Task: In total, how many lines of the data contain the word "column"? Only that number is wanted.

Referring expression data:
--
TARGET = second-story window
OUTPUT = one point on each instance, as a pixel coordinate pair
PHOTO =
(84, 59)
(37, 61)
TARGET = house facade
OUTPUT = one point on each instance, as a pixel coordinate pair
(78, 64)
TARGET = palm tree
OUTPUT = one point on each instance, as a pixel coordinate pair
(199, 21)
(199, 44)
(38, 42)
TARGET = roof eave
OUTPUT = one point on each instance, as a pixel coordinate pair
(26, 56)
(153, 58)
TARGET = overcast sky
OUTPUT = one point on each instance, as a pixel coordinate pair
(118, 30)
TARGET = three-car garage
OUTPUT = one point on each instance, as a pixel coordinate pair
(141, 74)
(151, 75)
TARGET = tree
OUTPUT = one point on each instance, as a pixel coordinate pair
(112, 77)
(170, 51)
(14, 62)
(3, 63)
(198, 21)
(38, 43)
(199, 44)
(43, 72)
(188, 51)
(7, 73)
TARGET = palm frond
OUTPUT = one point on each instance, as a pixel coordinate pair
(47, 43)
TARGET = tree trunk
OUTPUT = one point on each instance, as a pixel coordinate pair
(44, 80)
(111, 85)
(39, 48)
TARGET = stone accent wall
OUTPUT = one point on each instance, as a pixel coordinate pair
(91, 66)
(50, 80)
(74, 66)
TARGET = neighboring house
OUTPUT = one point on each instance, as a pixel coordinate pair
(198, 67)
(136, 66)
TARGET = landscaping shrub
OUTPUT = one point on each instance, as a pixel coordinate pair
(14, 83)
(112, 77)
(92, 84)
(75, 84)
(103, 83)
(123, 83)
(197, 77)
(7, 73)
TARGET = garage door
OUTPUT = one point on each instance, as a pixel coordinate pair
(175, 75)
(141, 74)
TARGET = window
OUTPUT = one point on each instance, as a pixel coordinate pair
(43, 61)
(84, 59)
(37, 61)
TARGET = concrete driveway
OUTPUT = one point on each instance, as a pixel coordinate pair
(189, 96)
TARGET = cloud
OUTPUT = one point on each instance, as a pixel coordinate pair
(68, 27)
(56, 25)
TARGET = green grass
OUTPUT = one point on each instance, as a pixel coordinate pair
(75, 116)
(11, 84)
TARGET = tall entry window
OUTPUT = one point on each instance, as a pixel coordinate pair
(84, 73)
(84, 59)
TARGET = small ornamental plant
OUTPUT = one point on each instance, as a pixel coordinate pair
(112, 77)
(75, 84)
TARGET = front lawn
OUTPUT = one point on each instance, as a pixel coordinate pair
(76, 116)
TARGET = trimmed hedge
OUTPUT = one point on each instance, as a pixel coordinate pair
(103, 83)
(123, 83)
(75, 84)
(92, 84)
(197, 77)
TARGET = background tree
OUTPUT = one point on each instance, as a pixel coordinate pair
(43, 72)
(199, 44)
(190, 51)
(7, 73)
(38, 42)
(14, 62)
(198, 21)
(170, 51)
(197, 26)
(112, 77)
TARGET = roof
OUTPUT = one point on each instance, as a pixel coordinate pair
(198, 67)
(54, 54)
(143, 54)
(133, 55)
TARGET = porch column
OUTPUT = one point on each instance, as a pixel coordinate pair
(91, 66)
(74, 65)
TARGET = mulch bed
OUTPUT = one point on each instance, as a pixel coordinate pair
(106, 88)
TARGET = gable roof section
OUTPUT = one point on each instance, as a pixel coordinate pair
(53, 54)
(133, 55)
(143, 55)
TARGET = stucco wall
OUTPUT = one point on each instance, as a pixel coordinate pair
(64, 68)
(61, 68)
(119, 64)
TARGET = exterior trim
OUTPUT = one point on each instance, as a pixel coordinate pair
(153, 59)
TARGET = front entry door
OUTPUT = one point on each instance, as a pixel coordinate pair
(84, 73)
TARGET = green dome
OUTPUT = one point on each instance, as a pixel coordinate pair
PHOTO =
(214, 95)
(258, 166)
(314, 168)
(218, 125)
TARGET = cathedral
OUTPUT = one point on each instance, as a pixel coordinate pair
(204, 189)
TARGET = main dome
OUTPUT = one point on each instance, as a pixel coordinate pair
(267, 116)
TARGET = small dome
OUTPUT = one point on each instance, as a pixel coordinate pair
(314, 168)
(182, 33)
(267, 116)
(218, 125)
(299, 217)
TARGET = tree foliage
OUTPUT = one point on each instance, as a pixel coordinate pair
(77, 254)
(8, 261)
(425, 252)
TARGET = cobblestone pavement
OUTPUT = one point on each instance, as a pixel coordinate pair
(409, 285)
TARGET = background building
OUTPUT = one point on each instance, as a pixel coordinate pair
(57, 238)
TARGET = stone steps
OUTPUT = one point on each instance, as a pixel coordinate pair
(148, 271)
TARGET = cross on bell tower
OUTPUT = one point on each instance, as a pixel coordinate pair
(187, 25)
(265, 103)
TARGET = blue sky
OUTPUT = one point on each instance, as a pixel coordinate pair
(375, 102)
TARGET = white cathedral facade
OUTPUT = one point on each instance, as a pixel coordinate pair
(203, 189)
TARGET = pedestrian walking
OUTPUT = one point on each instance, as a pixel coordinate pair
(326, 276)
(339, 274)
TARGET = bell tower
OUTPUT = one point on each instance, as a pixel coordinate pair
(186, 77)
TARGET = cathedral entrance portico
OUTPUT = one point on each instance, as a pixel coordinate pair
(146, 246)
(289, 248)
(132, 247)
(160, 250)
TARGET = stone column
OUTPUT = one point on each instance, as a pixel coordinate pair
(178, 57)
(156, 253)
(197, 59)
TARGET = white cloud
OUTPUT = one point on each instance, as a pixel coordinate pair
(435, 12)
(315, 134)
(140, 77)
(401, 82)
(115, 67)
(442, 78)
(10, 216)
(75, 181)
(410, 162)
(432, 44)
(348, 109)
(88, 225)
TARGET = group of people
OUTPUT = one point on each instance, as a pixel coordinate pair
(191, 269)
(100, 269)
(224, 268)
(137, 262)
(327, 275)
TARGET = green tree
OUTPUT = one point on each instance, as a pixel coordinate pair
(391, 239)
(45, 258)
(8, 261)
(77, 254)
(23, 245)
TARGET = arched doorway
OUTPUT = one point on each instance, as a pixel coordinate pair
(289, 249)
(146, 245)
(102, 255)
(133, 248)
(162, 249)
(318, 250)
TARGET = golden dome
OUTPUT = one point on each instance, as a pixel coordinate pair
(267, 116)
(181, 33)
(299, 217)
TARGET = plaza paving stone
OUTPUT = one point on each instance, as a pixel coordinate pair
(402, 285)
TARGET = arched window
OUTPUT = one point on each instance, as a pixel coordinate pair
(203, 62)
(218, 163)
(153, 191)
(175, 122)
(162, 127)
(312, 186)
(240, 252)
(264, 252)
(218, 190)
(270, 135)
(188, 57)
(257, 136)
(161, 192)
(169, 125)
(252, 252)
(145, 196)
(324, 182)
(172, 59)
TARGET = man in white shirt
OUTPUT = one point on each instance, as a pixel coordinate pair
--
Answer space: 2